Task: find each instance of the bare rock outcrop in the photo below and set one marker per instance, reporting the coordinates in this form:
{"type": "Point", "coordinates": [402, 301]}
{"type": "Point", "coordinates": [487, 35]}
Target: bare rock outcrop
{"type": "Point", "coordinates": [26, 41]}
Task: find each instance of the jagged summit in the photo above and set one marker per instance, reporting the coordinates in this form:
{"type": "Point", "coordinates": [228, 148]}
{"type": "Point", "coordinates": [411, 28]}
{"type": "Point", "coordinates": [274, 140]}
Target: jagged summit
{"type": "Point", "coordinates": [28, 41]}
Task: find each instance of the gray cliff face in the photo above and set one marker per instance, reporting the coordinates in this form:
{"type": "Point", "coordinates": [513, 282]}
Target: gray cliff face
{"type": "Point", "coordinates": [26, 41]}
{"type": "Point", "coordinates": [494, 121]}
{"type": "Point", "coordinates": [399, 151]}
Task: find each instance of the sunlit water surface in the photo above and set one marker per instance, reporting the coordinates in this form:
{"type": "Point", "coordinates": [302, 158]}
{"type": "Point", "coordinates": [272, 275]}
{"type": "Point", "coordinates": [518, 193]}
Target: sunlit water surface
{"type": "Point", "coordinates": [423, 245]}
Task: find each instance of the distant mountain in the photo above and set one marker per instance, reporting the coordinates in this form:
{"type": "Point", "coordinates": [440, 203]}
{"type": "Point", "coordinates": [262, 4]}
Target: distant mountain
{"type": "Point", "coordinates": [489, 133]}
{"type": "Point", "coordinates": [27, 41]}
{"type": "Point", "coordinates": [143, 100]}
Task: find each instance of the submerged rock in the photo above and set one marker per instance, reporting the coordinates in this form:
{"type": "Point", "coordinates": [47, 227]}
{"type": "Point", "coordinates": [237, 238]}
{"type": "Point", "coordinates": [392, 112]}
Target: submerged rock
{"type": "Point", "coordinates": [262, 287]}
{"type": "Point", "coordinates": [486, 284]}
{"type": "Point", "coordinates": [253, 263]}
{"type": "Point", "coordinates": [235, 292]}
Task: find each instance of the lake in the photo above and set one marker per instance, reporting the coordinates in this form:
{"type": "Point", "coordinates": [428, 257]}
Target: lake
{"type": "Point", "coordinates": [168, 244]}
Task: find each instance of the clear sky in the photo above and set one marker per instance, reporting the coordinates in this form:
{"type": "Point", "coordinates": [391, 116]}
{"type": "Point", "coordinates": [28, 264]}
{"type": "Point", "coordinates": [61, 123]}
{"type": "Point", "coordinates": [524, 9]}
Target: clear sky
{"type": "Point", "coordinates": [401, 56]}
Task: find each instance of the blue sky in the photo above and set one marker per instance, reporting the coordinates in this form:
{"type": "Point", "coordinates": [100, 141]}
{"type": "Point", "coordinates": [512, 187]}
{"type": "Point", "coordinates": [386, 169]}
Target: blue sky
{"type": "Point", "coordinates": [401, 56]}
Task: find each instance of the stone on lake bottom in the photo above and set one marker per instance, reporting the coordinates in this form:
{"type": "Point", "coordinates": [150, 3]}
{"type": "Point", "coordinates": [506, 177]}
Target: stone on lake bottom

◇ ◇ ◇ ◇ ◇ ◇ ◇

Task | Look over the records. Copy the lines that include the word "stone".

Solution below |
Task: find each instance of the stone on lake bottom in the photo above and set one marker per instance, reporting the coordinates in this form:
Target: stone on lake bottom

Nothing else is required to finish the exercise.